What the exercise asks
This exercise needs the complete data reproduced exactly.

Dataset content START

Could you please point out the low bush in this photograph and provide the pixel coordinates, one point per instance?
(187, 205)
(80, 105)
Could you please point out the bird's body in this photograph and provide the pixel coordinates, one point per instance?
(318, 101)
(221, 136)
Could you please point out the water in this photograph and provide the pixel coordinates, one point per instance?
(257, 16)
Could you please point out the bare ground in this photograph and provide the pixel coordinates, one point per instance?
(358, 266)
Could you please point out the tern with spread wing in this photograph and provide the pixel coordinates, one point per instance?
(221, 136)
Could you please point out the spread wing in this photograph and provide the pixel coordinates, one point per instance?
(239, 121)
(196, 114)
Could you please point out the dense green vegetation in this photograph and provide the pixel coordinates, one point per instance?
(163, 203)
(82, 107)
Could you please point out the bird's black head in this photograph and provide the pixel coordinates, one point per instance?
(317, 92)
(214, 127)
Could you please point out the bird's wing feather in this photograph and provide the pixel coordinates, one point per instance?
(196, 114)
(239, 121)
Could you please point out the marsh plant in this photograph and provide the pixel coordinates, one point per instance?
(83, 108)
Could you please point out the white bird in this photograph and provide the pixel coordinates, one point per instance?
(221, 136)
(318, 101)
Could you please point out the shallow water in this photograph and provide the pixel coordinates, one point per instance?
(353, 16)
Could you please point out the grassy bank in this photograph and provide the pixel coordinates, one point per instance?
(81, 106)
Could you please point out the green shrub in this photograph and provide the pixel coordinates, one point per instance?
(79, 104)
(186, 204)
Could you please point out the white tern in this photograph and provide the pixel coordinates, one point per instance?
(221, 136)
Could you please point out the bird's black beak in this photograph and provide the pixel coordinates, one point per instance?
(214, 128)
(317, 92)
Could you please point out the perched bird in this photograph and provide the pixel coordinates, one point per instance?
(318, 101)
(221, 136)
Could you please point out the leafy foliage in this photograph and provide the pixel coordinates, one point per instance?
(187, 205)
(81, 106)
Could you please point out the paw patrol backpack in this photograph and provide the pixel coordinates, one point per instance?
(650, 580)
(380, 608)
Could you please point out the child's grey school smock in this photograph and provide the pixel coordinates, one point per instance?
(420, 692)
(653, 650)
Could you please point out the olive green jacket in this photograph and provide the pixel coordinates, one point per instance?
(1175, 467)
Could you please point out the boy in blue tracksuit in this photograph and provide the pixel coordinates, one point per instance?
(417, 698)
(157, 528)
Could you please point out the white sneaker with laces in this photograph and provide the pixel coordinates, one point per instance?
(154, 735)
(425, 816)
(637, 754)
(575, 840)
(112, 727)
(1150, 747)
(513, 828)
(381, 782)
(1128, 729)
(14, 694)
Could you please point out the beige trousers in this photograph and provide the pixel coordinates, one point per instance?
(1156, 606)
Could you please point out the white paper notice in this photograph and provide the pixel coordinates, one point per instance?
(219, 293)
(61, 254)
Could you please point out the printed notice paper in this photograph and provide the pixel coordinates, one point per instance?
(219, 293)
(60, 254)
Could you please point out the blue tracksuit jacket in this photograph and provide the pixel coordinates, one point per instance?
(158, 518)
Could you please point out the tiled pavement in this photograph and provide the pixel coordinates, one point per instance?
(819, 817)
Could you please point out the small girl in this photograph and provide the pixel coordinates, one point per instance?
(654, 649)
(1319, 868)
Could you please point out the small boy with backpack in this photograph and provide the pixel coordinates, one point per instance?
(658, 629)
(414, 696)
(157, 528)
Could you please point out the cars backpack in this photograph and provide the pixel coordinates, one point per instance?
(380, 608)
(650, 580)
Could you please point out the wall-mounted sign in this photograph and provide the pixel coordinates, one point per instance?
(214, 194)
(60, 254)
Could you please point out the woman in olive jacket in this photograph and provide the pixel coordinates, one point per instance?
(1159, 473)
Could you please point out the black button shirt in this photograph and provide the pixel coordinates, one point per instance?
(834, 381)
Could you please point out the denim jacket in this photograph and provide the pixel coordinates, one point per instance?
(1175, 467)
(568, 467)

Dataset content END

Exercise result
Could you please point out the low bush in this photograph and provide the pixel coordinates, one point per instance?
(187, 205)
(80, 105)
Could you please point out the bird's body in this photograph and provide the pixel coordinates, one point per instance?
(318, 101)
(221, 136)
Could you please point out the water in this photograph and provide the pixel coordinates, one point per instance?
(257, 16)
Could you please point out the bare ground in this photograph and provide the pixel coordinates, one point per instance?
(358, 266)
Could you please point out the tern with spread wing in this photograph and provide the pixel coordinates, one point per instance?
(221, 136)
Could you please point out the spread wing in this photograph and provide the pixel coordinates, one point per instance?
(239, 121)
(196, 114)
Could you please point out the dense green vegetation in this photograph and provide the pixel coordinates, one point per instance?
(163, 203)
(82, 107)
Could you please point out the bird's black head in this photograph and provide the pixel coordinates, one point per instance?
(317, 92)
(214, 127)
Could you please point out the bird's wing feather in this photograph and provide the pixel coordinates, one point per instance?
(196, 114)
(239, 121)
Could you please point out the marsh plant in this photograph and provide the pixel coordinates, one point per instance?
(83, 108)
Could you please point out the white bird in this photograph and provide the pixel coordinates, one point per instance?
(221, 136)
(318, 101)
Could you please point out the shallow water in this photograph and provide the pixel coordinates, one point per instance?
(353, 16)
Could you please point out the grassy bank in this photograph and provide the pixel coordinates, one point per instance?
(81, 106)
Could you please point out the green shrub in this photograph and provide the pixel coordinates, one point per instance?
(79, 104)
(186, 204)
Could you please point out the white tern in this photograph and provide the pixel coordinates, one point per instance?
(221, 136)
Could you please point out the bird's black beak in this photograph and provide the pixel coordinates, one point per instance?
(214, 128)
(317, 92)
Could you please point out the perched bird in this photograph and provide the pixel coordinates, one point per instance?
(318, 101)
(221, 136)
Could you please point out the leafy foliage in this photograph and provide the pixel coordinates, one point per instance?
(187, 205)
(81, 106)
Could you please point out the paw patrol backpack in this photograph and provide the pixel coordinates, one point per instance?
(650, 580)
(380, 608)
Could you please point out the child's grey school smock in this photograph and provide the pixel coordinates, one point per instance?
(420, 692)
(653, 650)
Could you please point out the olive green jacket in this photograph and provide the pixel coordinates, one point per instance?
(1175, 467)
Could you please point out the boy in blue tracksuit in this photograph and provide the pixel coordinates, one point per instance?
(417, 698)
(157, 528)
Could you please point out the white sneaker with laces in this photograph and provide the pixel coordinates, one point per instance?
(154, 735)
(425, 816)
(637, 754)
(575, 840)
(112, 727)
(1150, 747)
(513, 828)
(381, 782)
(1128, 729)
(14, 694)
Could you please point out the beige trousers in this photograph and provide the pixel coordinates, one point per instance?
(1156, 606)
Could you please point out the white paper notice in this photograph and provide the pixel coordinates, one point per instance?
(219, 293)
(61, 254)
Could you please point out the printed notice paper in this photograph and provide the pixel coordinates, one point per instance?
(219, 293)
(60, 254)
Could you please point out the blue tracksuit jacket in this photograph and provide the pixel coordinates, one point per instance?
(158, 518)
Could you please point out the tiled pavement in this photograph and provide the pixel coordinates, one point per instance?
(819, 817)
Could you please point out the small girl in this photograph and provide the pixel coordinates, one point per instance?
(654, 649)
(1319, 868)
Could you please point out the small boy with backpack in this photograph and provide the pixel coordinates, one point per instance?
(658, 629)
(414, 696)
(157, 528)
Could you please point out the cars backpack in this photograph and provide the pixel coordinates, one point per instance?
(380, 608)
(650, 580)
Could you please point out the wall-mounted sign in this photograph and provide the pixel coordinates, one point per instance?
(214, 194)
(60, 254)
Could you please point out the woman in olive jacket in this photograph and provide the pixel coordinates, one point per instance?
(1159, 473)
Could you please point out the black button shirt in this photograph and provide the pixel coordinates, one point per instance?
(834, 381)
Could you please point out the denim jacket in this photograph and provide the pixel coordinates, one point per instance?
(1175, 467)
(568, 467)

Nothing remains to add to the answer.